**WORK REQUIRED**
Pull every line of the data below that contains the string "Target". Matching is case-sensitive.

**STORED DATA**
☆ ☆ ☆ ☆ ☆

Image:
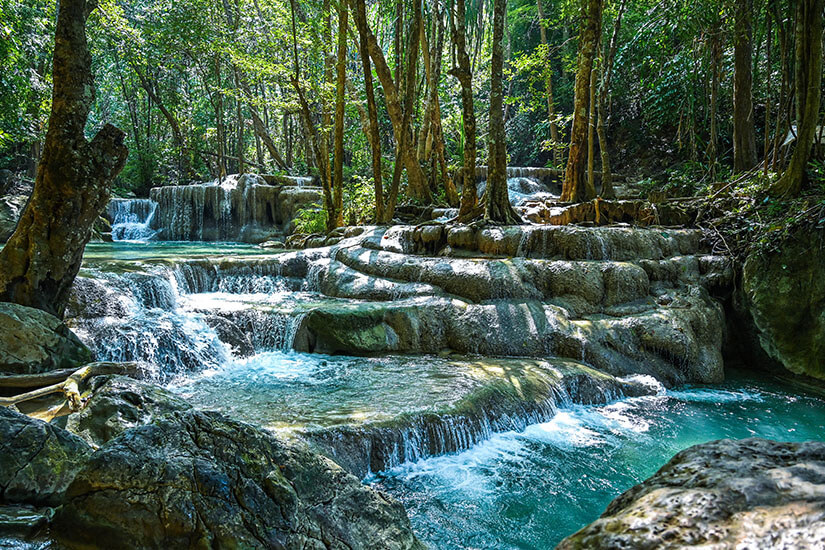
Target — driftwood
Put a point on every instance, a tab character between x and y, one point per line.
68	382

☆ ☆ ☆ ☆ ☆

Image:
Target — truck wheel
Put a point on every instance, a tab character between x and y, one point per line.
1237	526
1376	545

☆ ☆ ☆ ☆ ☆

**FINISHED TASK**
Target — driftwood
Target — truck wheel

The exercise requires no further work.